→ **SET EXERCISE A**: Please condense the paragraph beginning "Plaintiffs' reliance on the" from the excerpt on the effective vindication doctrine into a bulleted list that keeps its main points.
→ **SET EXERCISE B**: Continue the court's discussion of the effective vindication doctrine and unconscionability, starting after its last sentence.

Plaintiffs' reliance on the "effective vindication" doctrine is misplaced. The doctrine, at its core, requires application of the FAA unless the FAA's mandate has been "overridden by a contrary congressional command." Am. Express Co. v. Italian Colors Rest., 570 U.S. 228, 233, 133 S.Ct. 2304, 186 L.Ed.2d 417 (2013) (internal quotations omitted). Because state law simply cannot demonstrate a federal congressional command, plaintiffs' claims cannot rely on Green Tree's "effective vindication" doctrine. See Italian Colors, 570 U.S. at 252, 133 S.Ct. 2304 (" AT & T Mobility involved a state law, and therefore could not possibly implicate the effective-vindication rule.... Our effective-vindication rule comes into play only when the FAA is alleged to conflict with another federal law.") (Kagan, J. dissenting); see also Ferguson v. Corinthian Colls., Inc., 733 F.3d 928, 936 (9th Cir. 2013) ("The ‘effective vindication’ exception, which permits the invalidation of an arbitration agreement when arbitration would prevent the ‘effective vindication’ of a federal statute, does not extend to state statutes."); Keyes v. Ayco Co., L.P., 1:17-CV-00955, 2018 WL 6674292, at *6 (N.D.N.Y. Dec. 19, 2018) ("Plaintiff's claims against the Individual Defendants, however, are brought under state law. Plaintiff does not cite to any authority, nor is the Court aware of any, declining to enforce an arbitration clause as a matter of federal law on the ground that the arbitral rules burden the plaintiff's ability to vindicate his or her state-law claims.") (internal quotation omitted) (citing Crewe v. Rich Dad Educ., LLC, 884 F. Supp. 2d 60, 78 (S.D.N.Y. 2012) ); Frankel v. Citicorp Ins. Servs., Inc., No. 11-CV-2293, 2014 WL 10518555, at *10 (E.D.N.Y. Aug. 12, 2014). Even in the absence of the "effective vindication" doctrine, excessive fees would, at some point, render a delegation clause substantively unconscionable. Although no appellate authority in this state has appeared to address this issue, the court is guided by the doctrine of unconscionability as applied by courts to other contracts and considers whether the record before the court presents the "rare case" where "a provision of a contract [is] so outrageous as to warrant holding it unenforceable based on substantive unconscionability alone." DaimlerChrysler Ins. Co., 762 F. Supp. 2d at 422.

→ **GIVEN DATA**:
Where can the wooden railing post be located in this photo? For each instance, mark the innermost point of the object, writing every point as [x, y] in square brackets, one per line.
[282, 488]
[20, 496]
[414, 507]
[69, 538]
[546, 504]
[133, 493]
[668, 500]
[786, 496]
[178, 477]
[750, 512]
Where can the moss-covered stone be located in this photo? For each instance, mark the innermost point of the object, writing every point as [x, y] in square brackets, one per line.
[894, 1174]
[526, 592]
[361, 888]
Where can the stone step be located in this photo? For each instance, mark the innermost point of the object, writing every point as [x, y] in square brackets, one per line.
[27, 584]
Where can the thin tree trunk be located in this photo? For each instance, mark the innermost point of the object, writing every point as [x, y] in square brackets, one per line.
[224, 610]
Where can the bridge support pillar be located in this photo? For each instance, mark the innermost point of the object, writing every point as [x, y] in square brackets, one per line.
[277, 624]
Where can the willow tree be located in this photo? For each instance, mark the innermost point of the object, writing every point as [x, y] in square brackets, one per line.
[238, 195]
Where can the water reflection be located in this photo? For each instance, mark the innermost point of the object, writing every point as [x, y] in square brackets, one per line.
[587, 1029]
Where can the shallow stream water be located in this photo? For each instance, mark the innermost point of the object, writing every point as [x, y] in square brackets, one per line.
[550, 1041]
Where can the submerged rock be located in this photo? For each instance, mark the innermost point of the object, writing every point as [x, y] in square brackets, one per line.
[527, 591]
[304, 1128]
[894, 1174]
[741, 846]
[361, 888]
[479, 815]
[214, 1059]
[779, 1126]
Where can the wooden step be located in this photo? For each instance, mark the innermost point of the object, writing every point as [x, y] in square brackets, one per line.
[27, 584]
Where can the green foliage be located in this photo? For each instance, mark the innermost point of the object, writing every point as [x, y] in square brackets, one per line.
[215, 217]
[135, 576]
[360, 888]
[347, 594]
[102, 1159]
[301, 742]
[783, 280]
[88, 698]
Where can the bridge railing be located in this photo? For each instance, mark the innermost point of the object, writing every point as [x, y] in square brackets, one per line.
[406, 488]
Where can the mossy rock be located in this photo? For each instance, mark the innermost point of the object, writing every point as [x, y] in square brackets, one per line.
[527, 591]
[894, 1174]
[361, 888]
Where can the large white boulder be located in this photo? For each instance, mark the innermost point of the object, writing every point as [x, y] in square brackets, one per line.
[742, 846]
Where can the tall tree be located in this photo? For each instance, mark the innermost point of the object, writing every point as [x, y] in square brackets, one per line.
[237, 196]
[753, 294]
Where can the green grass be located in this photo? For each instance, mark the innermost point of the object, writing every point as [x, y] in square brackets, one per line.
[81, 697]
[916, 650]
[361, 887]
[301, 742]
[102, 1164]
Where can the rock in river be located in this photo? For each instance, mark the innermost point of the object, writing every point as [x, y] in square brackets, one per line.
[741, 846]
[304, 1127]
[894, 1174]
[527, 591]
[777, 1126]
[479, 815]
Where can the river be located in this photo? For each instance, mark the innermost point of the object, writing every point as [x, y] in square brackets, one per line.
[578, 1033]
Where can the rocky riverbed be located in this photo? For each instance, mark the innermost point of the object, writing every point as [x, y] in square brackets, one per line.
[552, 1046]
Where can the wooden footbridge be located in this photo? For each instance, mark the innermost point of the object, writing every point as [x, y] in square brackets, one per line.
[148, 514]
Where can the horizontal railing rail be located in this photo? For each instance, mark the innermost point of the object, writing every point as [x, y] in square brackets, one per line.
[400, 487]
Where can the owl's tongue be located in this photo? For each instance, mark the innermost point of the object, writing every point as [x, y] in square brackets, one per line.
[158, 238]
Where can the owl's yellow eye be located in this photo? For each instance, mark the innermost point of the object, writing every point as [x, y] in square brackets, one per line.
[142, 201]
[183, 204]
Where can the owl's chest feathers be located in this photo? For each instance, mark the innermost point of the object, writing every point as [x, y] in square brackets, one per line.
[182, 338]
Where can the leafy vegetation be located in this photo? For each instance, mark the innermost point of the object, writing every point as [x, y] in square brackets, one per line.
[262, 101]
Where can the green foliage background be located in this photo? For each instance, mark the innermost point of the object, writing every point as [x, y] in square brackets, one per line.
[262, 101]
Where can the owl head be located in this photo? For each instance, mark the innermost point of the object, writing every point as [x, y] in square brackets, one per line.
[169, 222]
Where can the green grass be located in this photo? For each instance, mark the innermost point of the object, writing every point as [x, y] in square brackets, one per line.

→ **EXERCISE OUTPUT A**:
- The plaintiffs are wrong to rely on the "effective vindication" doctrine.
- Under that doctrine, the FAA applies unless a "contrary congressional command" overrides it (Am. Express Co. v. Italian Colors Rest., 570 U.S. 228, 233 (2013)).
- State law cannot show a federal congressional command, so the plaintiffs' claims cannot rest on Green Tree's doctrine.
- Supporting authorities:
  - Justice Kagan's dissent in Italian Colors: the rule applies only when the FAA is alleged to conflict with another federal law.
  - Ferguson v. Corinthian Colls., Inc. (9th Cir. 2013): the exception does not extend to state statutes.
  - Keyes v. Ayco Co., L.P. (N.D.N.Y. 2018), citing Crewe v. Rich Dad Educ., LLC: no known authority refuses to enforce an arbitration clause because the arbitral rules burden state-law claims.
  - Frankel v. Citicorp Ins. Servs., Inc. (E.D.N.Y. 2014).
- Even without the doctrine, excessive fees could at some point make a delegation clause substantively unconscionable.
- No appellate authority in the state appears to have addressed the issue. The court therefore applies general unconscionability doctrine and asks whether this is the "rare case" where a provision is so outrageous that it is unenforceable on substantive unconscionability alone (DaimlerChrysler Ins. Co., 762 F. Supp. 2d at 422).

→ **EXERCISE OUTPUT B**:
The court nevertheless notes that other "courts have applied Green Tree's framework generally to evaluate claims that arbitration costs render arbitration agreements unconscionable under state law." Damato v. Time Warner Cable, Inc., No. 13-CV-994, 2013 WL 3968765, at *10 n.11 (E.D.N.Y. July 31, 2013) ; see also Adamson v. Foulke Mgmt. Corp., No. 08-4819 (JBS/KMW), 2009 WL 5174642, at *7 (D.N.J. Dec. 18, 2009) ; Muhammad v. Cty. Bank of Rehoboth Beach, Del., 189 N.J. 1, 912 A.2d 88, 102 (2006) ; Thomas v. CM Securities, No. CV-095033527S, 2010 WL 3038503, at *9 (Conn. Super. Ct. 2010). The court remains unpersuaded that Green Tree's "effective vindication" doctrine applies to state law claims. The courts that have done so do not explain how the "effective vindication doctrine"—which requires a federal congressional command—applies to state law claims.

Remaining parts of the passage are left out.